---- Data provided

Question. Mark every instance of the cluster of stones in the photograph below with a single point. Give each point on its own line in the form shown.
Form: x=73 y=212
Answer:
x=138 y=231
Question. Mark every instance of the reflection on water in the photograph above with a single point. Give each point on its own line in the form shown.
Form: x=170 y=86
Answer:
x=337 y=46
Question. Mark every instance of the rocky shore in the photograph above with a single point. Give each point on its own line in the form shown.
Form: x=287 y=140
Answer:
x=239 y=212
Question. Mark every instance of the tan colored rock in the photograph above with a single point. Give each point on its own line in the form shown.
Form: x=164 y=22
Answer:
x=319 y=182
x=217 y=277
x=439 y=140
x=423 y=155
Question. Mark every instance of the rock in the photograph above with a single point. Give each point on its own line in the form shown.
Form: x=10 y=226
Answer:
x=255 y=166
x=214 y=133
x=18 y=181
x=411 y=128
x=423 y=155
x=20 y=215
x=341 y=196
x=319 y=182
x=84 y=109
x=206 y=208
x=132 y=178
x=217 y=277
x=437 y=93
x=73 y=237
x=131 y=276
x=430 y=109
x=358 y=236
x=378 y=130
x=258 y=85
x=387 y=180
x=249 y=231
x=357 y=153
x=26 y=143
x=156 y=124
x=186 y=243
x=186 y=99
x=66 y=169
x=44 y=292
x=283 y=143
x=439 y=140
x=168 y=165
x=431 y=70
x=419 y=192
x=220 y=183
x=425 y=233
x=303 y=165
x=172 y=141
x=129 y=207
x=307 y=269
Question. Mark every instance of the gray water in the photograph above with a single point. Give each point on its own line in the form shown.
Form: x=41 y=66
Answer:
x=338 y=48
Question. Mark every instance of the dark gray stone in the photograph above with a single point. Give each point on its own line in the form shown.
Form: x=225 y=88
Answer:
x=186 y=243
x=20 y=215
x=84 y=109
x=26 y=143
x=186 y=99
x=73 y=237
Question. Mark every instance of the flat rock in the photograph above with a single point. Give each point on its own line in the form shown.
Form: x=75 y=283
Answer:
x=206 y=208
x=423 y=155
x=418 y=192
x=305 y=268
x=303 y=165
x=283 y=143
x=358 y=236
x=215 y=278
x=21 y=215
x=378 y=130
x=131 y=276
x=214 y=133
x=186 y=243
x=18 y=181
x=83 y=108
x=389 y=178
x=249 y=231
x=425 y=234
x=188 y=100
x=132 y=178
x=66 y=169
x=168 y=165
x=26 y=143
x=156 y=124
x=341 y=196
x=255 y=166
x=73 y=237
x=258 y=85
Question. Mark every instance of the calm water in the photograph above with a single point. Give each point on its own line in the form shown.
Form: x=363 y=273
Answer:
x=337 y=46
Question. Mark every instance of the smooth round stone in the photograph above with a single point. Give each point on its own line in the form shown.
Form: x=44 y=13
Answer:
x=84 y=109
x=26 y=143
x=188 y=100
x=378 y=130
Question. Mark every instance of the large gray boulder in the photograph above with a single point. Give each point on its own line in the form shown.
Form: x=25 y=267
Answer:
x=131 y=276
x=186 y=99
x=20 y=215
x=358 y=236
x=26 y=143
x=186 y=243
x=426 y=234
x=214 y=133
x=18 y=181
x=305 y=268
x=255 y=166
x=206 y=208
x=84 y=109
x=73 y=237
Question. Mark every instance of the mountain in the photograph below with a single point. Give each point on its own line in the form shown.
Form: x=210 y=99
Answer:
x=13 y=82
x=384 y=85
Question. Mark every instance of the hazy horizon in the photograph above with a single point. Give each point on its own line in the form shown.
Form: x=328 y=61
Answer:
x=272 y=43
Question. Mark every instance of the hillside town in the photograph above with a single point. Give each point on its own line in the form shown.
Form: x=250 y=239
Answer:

--------

**Your instructions:** For the string "water", search the preceding data and copy every line that includes it.

**Solution for this exercise:**
Question. Mark every instance of the reflection on water in the photograph above with a single point. Give each point on its own line in the form shown.
Question. Mark every instance of the gray water in the photograph above with a single point. Give each point on its own line in the form shown.
Question. Mark every instance of the calm water in the photograph above with a single point. Give each point on its own line in the form shown.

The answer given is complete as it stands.